→ Dataset excerpts
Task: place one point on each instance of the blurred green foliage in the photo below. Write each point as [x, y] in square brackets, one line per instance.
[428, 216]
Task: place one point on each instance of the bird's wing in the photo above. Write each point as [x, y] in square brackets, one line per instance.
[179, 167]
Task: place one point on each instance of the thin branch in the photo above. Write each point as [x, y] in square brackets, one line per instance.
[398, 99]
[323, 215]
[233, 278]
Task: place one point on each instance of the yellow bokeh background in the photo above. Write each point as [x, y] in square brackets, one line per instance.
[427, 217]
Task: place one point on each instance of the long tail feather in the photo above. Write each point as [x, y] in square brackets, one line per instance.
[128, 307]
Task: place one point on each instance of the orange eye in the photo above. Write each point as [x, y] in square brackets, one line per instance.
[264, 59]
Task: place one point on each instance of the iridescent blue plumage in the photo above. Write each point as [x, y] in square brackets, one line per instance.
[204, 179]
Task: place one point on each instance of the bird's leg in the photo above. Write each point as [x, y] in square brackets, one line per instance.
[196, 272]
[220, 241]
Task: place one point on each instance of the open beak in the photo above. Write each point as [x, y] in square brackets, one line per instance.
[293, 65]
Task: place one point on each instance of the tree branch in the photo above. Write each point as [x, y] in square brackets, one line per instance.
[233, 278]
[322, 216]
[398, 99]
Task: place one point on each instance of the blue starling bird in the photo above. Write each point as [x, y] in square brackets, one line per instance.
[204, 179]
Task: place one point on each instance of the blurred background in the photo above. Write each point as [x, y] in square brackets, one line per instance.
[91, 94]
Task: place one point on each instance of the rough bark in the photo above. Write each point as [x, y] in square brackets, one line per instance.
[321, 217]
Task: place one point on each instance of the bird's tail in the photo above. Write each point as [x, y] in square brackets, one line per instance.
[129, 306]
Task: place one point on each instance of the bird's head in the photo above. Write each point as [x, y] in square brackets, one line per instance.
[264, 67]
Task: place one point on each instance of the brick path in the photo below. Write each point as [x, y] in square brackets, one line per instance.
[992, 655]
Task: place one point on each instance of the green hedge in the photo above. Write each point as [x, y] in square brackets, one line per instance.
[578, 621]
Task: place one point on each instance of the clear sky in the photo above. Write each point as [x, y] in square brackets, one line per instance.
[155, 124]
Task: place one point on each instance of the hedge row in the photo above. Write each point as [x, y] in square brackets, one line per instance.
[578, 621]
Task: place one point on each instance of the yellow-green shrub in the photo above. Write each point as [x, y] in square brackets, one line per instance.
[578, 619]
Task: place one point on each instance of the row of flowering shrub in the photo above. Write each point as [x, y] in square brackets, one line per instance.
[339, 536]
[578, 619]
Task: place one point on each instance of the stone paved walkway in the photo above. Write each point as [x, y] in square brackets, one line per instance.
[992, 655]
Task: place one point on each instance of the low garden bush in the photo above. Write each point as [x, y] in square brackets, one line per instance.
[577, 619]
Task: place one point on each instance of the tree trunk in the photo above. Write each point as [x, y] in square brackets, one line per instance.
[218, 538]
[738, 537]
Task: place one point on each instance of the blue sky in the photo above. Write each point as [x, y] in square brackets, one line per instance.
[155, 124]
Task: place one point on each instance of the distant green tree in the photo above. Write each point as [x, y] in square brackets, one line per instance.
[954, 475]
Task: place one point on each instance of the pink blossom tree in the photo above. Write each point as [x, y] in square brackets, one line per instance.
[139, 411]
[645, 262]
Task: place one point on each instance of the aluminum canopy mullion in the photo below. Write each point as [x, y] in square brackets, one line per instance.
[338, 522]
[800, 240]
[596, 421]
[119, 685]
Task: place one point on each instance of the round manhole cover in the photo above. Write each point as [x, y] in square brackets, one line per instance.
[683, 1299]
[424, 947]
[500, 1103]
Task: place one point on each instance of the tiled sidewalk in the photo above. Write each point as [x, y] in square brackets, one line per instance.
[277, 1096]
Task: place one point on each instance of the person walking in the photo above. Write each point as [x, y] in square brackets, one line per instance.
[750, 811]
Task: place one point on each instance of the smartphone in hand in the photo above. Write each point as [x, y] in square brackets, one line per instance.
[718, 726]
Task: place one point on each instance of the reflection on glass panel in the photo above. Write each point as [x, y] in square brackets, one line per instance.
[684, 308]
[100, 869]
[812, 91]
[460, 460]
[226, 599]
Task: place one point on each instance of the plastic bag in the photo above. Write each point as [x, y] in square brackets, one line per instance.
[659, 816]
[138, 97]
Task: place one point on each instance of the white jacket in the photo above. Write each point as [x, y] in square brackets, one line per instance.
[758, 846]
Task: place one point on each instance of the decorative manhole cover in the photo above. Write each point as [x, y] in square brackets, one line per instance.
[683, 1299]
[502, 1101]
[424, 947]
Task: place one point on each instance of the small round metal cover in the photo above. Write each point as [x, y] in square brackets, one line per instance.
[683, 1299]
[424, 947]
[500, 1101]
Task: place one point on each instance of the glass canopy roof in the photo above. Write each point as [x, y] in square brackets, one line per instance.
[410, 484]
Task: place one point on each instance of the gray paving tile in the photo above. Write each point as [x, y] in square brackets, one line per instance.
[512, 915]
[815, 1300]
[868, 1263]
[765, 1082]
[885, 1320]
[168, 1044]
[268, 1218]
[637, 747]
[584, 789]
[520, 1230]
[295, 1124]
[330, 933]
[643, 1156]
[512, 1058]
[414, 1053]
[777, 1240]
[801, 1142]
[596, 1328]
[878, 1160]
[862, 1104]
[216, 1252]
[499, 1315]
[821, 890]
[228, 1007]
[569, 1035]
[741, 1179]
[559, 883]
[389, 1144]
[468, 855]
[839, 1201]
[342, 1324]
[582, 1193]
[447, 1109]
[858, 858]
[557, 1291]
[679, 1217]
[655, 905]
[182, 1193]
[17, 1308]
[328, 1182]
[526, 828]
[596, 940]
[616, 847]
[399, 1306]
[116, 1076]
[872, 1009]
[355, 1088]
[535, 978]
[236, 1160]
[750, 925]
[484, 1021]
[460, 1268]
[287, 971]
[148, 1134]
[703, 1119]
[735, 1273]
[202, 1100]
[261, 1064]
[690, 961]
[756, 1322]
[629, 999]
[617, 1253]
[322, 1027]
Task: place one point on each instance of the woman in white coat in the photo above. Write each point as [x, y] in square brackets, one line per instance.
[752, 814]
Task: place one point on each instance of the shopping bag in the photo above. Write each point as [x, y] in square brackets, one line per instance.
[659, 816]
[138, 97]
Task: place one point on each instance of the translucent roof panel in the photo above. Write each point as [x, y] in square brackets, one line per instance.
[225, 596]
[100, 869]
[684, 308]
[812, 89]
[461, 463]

→ What you will do
Transcribe the full set of records precisely.

→ Solution to this exercise
Task: place one point on each instance of the blurred green foliage in the photo below. Write each point as [x, y] in square brackets, one line per instance.
[428, 216]
Task: place one point on each instance of the bird's wing in the photo above. Write each point as [x, y] in square brackets, one line per instance.
[179, 167]
Task: place one point on each instance of the thin branch in the photo above. Write each point as [x, y] in square brackets, one line per instance.
[398, 99]
[323, 215]
[233, 278]
Task: place one point on each instance of the yellow bokeh background in the photo above. Write each point as [x, y] in square brackets, one line per instance.
[427, 217]
Task: place one point on each instance of the long tail feather in the photo above. Write each point as [x, y] in square brackets, one line per instance.
[128, 307]
Task: place one point on each instance of the orange eye in the photo above. Write each point as [x, y] in square brackets, one line per instance.
[264, 59]
Task: place one point on each instance of the iridescent blue plumage in the photo above. Write each point as [x, y] in square brackets, one line per instance.
[204, 179]
Task: place one point on each instance of the bird's leg in the photo above. Write each point as [x, y] in square brackets, one line per instance.
[196, 272]
[220, 241]
Task: place one point on each instance of the open beak in the photo above. Write each point as [x, y] in square brackets, one line per instance.
[293, 65]
Task: place one point on each instance of the tree branch in the photo above. Write each point as [x, y] in square brackets, one line per instance.
[233, 278]
[322, 216]
[398, 99]
Task: place one point on each instance of the blue starling bird in the photo above. Write each point as [x, y] in square brackets, one line per instance.
[204, 179]
Task: place one point on each instance of the blurred background in the photo above. Write each point as [x, y] in square brackets, one line per instance.
[91, 94]
Task: place one point on each instance of the rough bark in the photo above. Write each point as [x, y] in square brackets, one line per instance.
[321, 217]
Task: place one point on each instance of the bird's tail in the photo above. Write each point as [x, y] in square brackets, one line per instance.
[129, 306]
Task: place one point on each instance of the bird's head in the photo above. Write each point as [x, y] in square brackets, one line per instance.
[264, 67]
Task: place one point on each instance of the brick path in the photo below. Write each point as [x, y] in square brackets, one line per instance.
[992, 655]
Task: place one point on each instance of the green hedge in the photo above. Write each point as [x, y] in square brackets, one line per instance.
[578, 621]
Task: place one point on each instance of the clear sky in the photo above. Write each point as [x, y] in square brackets, one line per instance.
[155, 124]
Task: place one point on each instance of the hedge row in the photo above. Write each point as [x, y] in square brackets, one line per instance.
[578, 621]
Task: place one point on each instance of the yellow-green shrub in the photo above. Write each point as [x, y] in square brackets, one line per instance.
[578, 619]
Task: place one point on each instance of the row of flowering shrub in the photo above. Write each point as [x, y] in square brackets, one line per instance.
[339, 536]
[578, 619]
Task: place one point on each instance of the stone paved walkway in the photo above. Write each point as [x, y] in square brackets, one line per instance.
[992, 655]
Task: place one point on each instance of the low garden bush in the photo above. Write each point as [x, y] in square brackets, one line per instance.
[577, 619]
Task: place one point on each instance of the tree trunk in the photo above. Write each point as [x, y] in square brackets, one line per instance.
[218, 538]
[738, 537]
Task: place one point on each instance of the blue sky in the photo above. Write each point as [x, y] in square brackets, one line per instance.
[155, 124]
Task: place one point on each instance of the distant green tree in the photo above. Write each point as [x, y] in square brackets, one line per instance.
[954, 475]
Task: place one point on each instance of the pink blossom tree in the photo above. Write each point as [x, y] in square brackets, one line per instance.
[139, 411]
[645, 262]
Task: place one point on each instance of the aluminum canopy mullion in the photo below. Write each point as [x, y] in square brackets, one line per instance.
[338, 522]
[800, 240]
[596, 421]
[119, 685]
Task: place one point on each instance of the round manhole cover in the photo above. Write each point as [x, y] in square brackets, one line per instance.
[683, 1299]
[424, 947]
[500, 1103]
Task: place one point on each instance of the tiled sidewalk in the photo above. Write each point as [x, y] in square brackets, one line per instance.
[277, 1096]
Task: place one point on each instance of the person walking in the photo above. Write each point as [x, y] in square brackets, one line per instance.
[750, 811]
Task: place one point on each instance of the smartphone in hand in the photo above. Write each point as [x, y] in square brackets, one line per instance.
[718, 726]
Task: place one point on each instance of the reflection on glass panel in the photo above. Write each point as [x, y] in square brackets, one line per instance.
[684, 308]
[100, 869]
[812, 91]
[460, 460]
[226, 599]
Task: place one point on each instance of the plastic bag in the photo above. Write each point as [x, y] in square brackets, one line per instance.
[659, 816]
[138, 97]
Task: place one point on each instance of the white jacket in the photo above. Write each point as [x, y] in square brackets, one line per instance.
[758, 846]
Task: place one point on each instance of the decorative manhole cover in the photo above. Write each point as [x, y] in square brackets, one line per instance.
[683, 1299]
[502, 1101]
[424, 947]
Task: place one point on each instance of the small round metal cover in the photo above. Write each point as [x, y] in square brackets, one line per instance.
[683, 1299]
[424, 947]
[500, 1101]
Task: place one point on each instance of the glass canopy roof in the photo above. Write each point as [x, y] in square brackets, one line per instance.
[410, 484]
Task: place one point on each instance of the gray paving tile in the photo above. Write each point as [x, y] in square brackets, one line per instance.
[512, 915]
[815, 1300]
[868, 1263]
[765, 1082]
[885, 1320]
[168, 1044]
[268, 1218]
[637, 747]
[584, 789]
[520, 1230]
[295, 1124]
[330, 933]
[643, 1156]
[512, 1058]
[414, 1053]
[777, 1240]
[801, 1142]
[596, 1328]
[878, 1160]
[862, 1104]
[216, 1252]
[499, 1315]
[821, 890]
[228, 1007]
[569, 1035]
[741, 1179]
[559, 883]
[389, 1144]
[468, 855]
[839, 1201]
[342, 1324]
[582, 1193]
[447, 1109]
[858, 858]
[557, 1291]
[679, 1217]
[655, 905]
[182, 1193]
[17, 1308]
[328, 1182]
[526, 828]
[596, 940]
[616, 847]
[399, 1306]
[116, 1076]
[872, 1009]
[355, 1088]
[535, 978]
[236, 1160]
[750, 925]
[484, 1021]
[460, 1268]
[287, 971]
[148, 1134]
[703, 1119]
[735, 1273]
[202, 1100]
[261, 1064]
[690, 961]
[756, 1322]
[629, 999]
[617, 1253]
[322, 1027]
Task: place one point on each instance of the woman in white coat in the photo above. Write each point as [x, y] in square brackets, one line per instance.
[752, 814]
Task: place one point on each instance of the shopping bag in the photo above. Write each point as [x, y] in square brackets, one line per instance.
[659, 816]
[138, 97]
Task: place one point on each instance of the translucent roof panel in the photo above. Write each point as [x, y] in square brackets, one line per instance.
[225, 596]
[100, 869]
[684, 308]
[812, 89]
[461, 463]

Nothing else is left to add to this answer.